**ФРАГМЕНТ ТЕКСТА**:
Вожди повстанцев, в особенности, были людьми, у каждого из которых была своя собственная история обид. Барон, самый грозный из них, был рабом шведского джентльмена, который научил его читать и писать, увез в Европу, пообещал дать ему волю по возвращении — а затем, нарушив свое слово, продал еврею. Барон отказался работать на нового хозяина, был публично выпорот под виселицей, на следующий день сбежал в леса и стал ужасом колонии. Жоли Кер, его первый капитан, мстил за жестокие обиды своей матери. Бонни, другой предводитель, родился в лесу, так как его мать незадолго до этого нашла там убежище, спасаясь от его отца, который был одновременно и его хозяином. Коджо, еще один предводитель, защищал своего хозяина от повстанцев до тех пор, пока дурное обращение не вынудило его искать убежища среди них; и на его запястье, когда Стедман видел его, все еще красовался серебряный браслет с надписью: «Верен европейцам». Столкнувшись с подобными обидами, мистер Карлейль обнаружил бы, что презираемые негры готовы так же безоговорочно, как и он сам, дать обет полной трезвости в отношении розовой воды.
За свою первую двухмесячную кампанию Стедман не увидел ни единого следа марунов; во второй раз он случайно натолкнулся на их след; в третьей один пленник был приведен, двое сдались добровольно, а большая группа, как выяснилось, пересекла реку в миле от лагеря, переправляясь на бревнах пальм по своему обычаю. Глубокие болота и палящие пески, продирание сквозь колючие кустарники весь день и ночной сон в гамаках, подвешенных над стоячей водой под скрещенными палками с лежащим на них оружием — все это терпелось два с половиной года, прежде чем Стедман лично воочию увидел врага.
20 августа 1775 года войска наконец оказались посреди поселений повстанцев. Эти деревни и форты носили самые разнообразные выразительные названия, такие как «Спрячь меня, о окружающая зелень», «Меня возьмут», «Леса оплакивают меня», «Потревожь меня, если смеешь», «Отведай, если нравится», «Ну-ка, попробуй меня, если ты мужчина», «Бог знает меня, и никто другой», «Я истлею прежде, чем буду взят». Некоторые из них представляли собой лишь плантационные угодья с несколькими хижинами и легко предавались опустошению; но все они более или менее защищались самим своим расположением. Их окружали топи, покрытые тонкой коркой зелени, которую иногда проламывал вес одного человека, после чего жертва безнадежно погружалась в черную и бездонную пучину. В других направлениях дно было твердым, но неудобно покрытым трех- или четырехфутовым слоем воды, вброд через который войска шли по грудь в воде, держа мушкеты высоко в воздухе, не имея возможности перезарядить их после выстрела и подвергаясь риску быть перестрелянными разведчиками повстанцев, которые изобретательно устраивались на верхушках пальм.

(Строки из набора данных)
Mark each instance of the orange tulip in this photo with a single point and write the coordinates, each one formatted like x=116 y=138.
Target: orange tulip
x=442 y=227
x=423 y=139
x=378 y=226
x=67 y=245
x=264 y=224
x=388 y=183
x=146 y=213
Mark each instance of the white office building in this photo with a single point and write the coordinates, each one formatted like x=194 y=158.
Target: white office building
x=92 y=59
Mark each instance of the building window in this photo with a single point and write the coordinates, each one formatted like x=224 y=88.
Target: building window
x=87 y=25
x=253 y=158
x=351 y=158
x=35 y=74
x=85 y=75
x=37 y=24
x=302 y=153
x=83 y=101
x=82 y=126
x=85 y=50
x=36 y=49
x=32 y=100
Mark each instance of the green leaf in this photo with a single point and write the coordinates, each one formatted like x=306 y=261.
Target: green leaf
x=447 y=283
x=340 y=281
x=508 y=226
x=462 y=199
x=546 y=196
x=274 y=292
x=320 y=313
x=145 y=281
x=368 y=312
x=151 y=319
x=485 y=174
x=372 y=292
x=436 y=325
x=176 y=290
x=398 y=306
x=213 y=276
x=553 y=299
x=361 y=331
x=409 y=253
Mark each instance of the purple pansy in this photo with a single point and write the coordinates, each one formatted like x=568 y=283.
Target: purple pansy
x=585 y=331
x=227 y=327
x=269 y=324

**УСЛОВИЯ ЗАДАНИЯ**:
Выпишите из текста о повстанцах дословно фрагмент от слов «За свою первую» до слов «воочию увидел врага.» включительно.

**ВЫПОЛНЕННОЕ ЗАДАНИЕ**:
За свою первую двухмесячную кампанию Стедман не увидел ни единого следа марунов; во второй раз он случайно натолкнулся на их след; в третьей один пленник был приведен, двое сдались добровольно, а большая группа, как выяснилось, пересекла реку в миле от лагеря, переправляясь на бревнах пальм по своему обычаю. Глубокие болота и палящие пески, продирание сквозь колючие кустарники весь день и ночной сон в гамаках, подвешенных над стоячей водой под скрещенными палками с лежащим на них оружием — все это терпелось два с половиной года, прежде чем Стедман лично воочию увидел врага.